#### [Work request]
This task calls for copying every line in the data below that contains the word "jeans".

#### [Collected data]
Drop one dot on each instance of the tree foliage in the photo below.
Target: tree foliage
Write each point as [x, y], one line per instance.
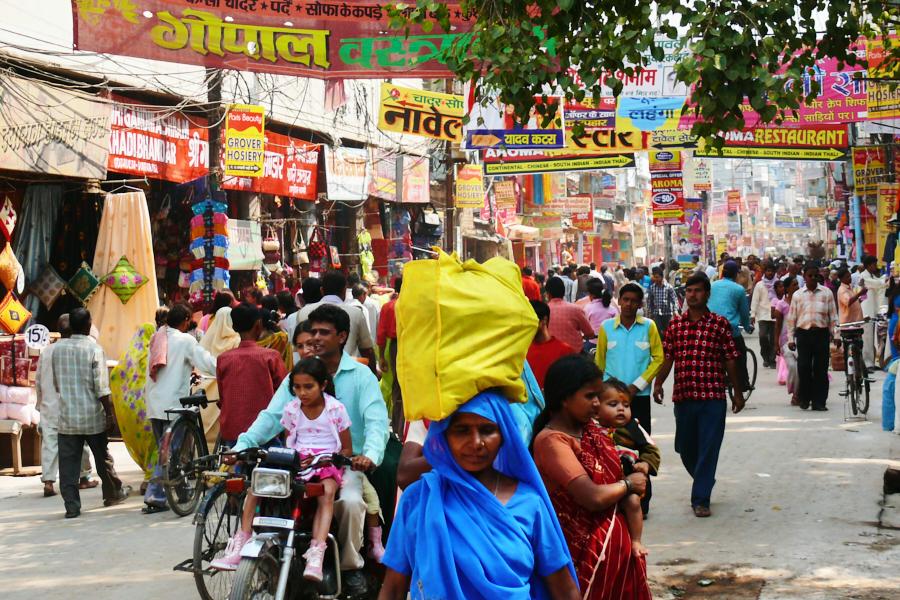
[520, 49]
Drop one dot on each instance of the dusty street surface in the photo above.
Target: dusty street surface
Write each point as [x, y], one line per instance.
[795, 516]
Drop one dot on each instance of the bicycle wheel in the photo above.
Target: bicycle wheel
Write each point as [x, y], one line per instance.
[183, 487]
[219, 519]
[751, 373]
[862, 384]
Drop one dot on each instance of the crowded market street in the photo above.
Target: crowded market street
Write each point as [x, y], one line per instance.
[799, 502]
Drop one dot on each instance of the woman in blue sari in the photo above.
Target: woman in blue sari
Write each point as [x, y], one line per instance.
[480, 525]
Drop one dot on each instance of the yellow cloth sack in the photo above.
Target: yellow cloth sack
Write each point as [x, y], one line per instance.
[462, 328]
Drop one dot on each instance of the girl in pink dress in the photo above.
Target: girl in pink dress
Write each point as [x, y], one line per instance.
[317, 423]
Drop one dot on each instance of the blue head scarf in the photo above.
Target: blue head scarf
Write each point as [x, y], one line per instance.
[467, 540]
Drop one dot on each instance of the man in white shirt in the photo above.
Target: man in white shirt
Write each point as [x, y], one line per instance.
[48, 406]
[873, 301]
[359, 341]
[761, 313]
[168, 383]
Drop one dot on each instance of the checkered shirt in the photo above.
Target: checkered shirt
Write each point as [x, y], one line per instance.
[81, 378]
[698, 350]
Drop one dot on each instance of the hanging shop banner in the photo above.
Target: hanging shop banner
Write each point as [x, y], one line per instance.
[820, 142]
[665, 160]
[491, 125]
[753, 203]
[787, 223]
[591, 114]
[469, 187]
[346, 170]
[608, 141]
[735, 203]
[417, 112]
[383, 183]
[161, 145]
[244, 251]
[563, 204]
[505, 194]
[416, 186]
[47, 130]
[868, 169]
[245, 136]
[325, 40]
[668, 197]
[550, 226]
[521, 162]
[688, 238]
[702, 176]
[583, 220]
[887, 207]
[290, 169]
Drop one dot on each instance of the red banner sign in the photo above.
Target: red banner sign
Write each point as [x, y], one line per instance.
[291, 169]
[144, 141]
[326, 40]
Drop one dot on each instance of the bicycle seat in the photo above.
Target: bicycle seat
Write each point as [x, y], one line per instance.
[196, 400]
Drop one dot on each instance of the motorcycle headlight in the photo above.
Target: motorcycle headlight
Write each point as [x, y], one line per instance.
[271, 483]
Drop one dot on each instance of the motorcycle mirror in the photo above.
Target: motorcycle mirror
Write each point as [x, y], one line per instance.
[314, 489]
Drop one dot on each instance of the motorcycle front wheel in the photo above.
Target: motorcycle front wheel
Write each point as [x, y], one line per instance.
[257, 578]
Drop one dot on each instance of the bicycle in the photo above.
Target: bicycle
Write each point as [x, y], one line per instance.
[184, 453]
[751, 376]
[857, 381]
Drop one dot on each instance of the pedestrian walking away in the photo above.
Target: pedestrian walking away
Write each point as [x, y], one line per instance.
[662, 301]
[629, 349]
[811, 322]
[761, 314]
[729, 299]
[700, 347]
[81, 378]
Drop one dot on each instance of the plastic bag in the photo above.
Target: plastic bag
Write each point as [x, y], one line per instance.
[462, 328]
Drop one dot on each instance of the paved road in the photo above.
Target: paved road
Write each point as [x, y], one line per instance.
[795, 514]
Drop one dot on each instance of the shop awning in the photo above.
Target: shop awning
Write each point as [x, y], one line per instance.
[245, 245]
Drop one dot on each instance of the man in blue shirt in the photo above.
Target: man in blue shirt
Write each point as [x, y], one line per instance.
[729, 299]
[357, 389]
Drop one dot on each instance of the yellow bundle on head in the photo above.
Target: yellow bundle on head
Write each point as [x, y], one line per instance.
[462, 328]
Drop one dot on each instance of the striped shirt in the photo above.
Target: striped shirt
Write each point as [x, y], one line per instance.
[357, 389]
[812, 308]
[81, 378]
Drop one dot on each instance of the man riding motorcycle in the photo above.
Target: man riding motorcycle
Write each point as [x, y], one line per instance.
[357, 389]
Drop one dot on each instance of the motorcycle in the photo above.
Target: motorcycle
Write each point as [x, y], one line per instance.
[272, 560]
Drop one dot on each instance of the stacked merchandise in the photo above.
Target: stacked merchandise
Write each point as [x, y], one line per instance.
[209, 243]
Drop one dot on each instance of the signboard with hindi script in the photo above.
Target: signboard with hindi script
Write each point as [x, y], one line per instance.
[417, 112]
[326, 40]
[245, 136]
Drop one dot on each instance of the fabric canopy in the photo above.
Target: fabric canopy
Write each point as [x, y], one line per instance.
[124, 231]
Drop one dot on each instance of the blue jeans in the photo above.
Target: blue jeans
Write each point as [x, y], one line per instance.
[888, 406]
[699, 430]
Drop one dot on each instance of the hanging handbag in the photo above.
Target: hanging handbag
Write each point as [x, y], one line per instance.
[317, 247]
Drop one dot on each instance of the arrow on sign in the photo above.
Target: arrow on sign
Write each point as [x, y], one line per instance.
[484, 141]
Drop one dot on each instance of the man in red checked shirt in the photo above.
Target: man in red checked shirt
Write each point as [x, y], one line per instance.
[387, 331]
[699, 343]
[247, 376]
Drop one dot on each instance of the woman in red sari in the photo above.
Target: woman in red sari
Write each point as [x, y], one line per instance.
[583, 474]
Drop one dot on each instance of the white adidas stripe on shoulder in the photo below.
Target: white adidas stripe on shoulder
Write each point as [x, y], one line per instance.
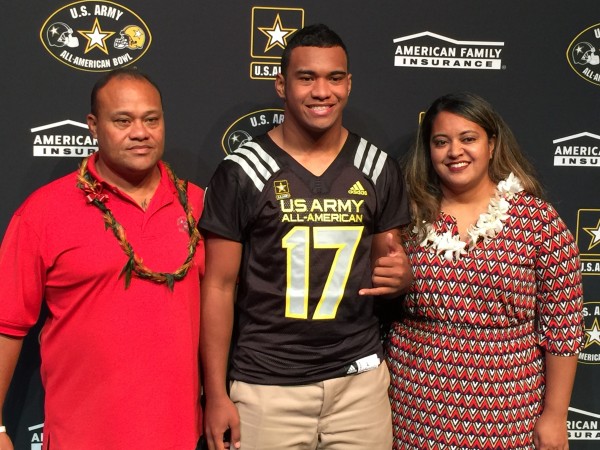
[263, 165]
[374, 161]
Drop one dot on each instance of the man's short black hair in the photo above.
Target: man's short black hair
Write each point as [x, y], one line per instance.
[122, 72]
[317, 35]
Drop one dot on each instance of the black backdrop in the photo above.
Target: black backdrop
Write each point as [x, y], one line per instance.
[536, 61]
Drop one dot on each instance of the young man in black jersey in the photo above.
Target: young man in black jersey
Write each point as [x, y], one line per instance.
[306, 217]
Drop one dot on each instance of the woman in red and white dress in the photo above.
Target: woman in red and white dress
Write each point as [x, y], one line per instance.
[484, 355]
--
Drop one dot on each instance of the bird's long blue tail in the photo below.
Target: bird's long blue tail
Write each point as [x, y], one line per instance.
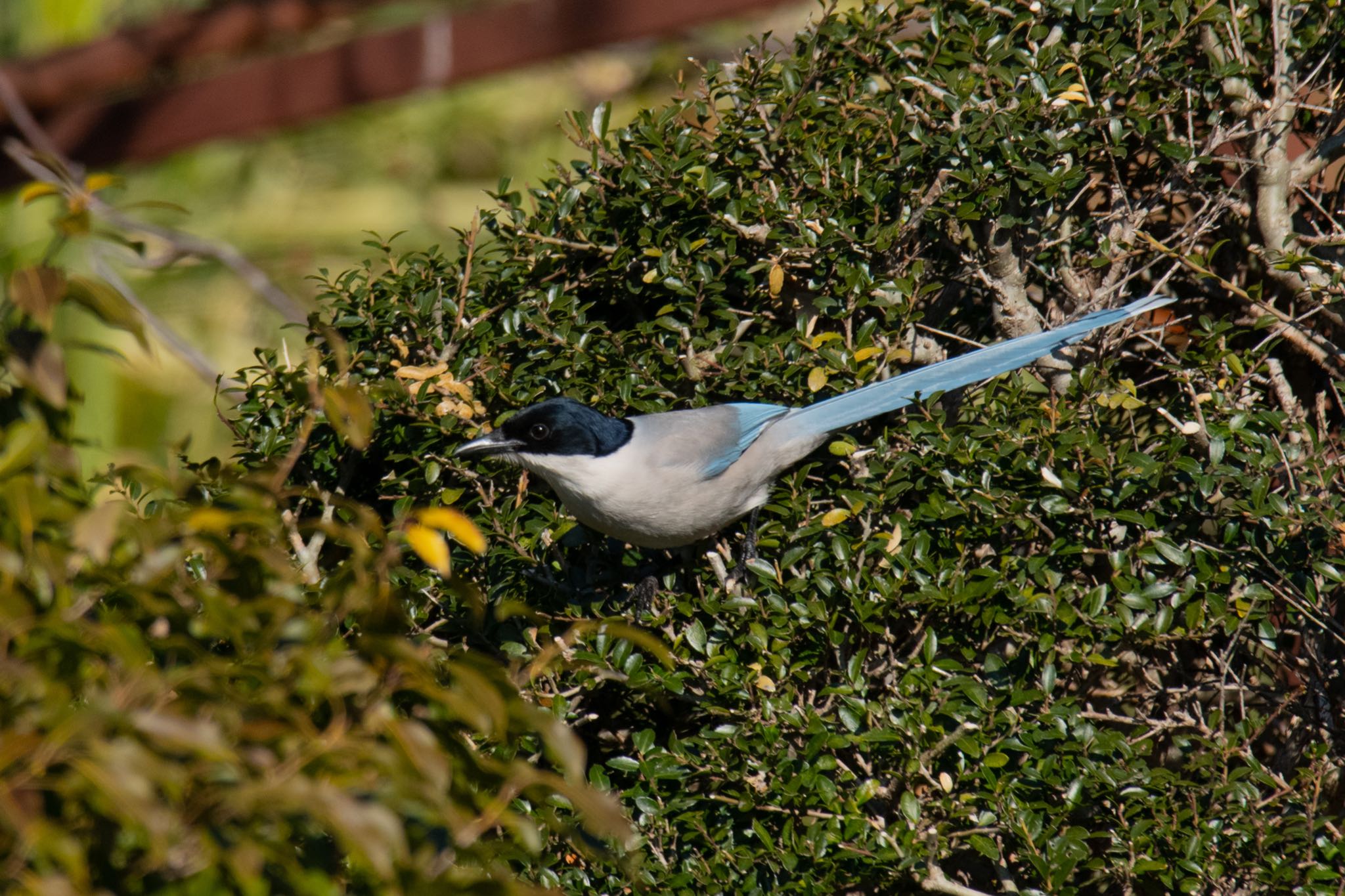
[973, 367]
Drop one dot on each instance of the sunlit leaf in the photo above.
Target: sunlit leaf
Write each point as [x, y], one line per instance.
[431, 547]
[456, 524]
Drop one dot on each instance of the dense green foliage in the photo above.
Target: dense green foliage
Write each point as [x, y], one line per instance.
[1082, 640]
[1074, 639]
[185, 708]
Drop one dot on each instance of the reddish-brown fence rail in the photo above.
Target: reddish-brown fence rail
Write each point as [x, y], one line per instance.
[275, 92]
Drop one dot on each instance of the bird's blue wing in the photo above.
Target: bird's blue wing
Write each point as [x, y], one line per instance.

#### [Solved problem]
Drop one dot on each instance of the blue jeans in the photo above.
Target: blue jeans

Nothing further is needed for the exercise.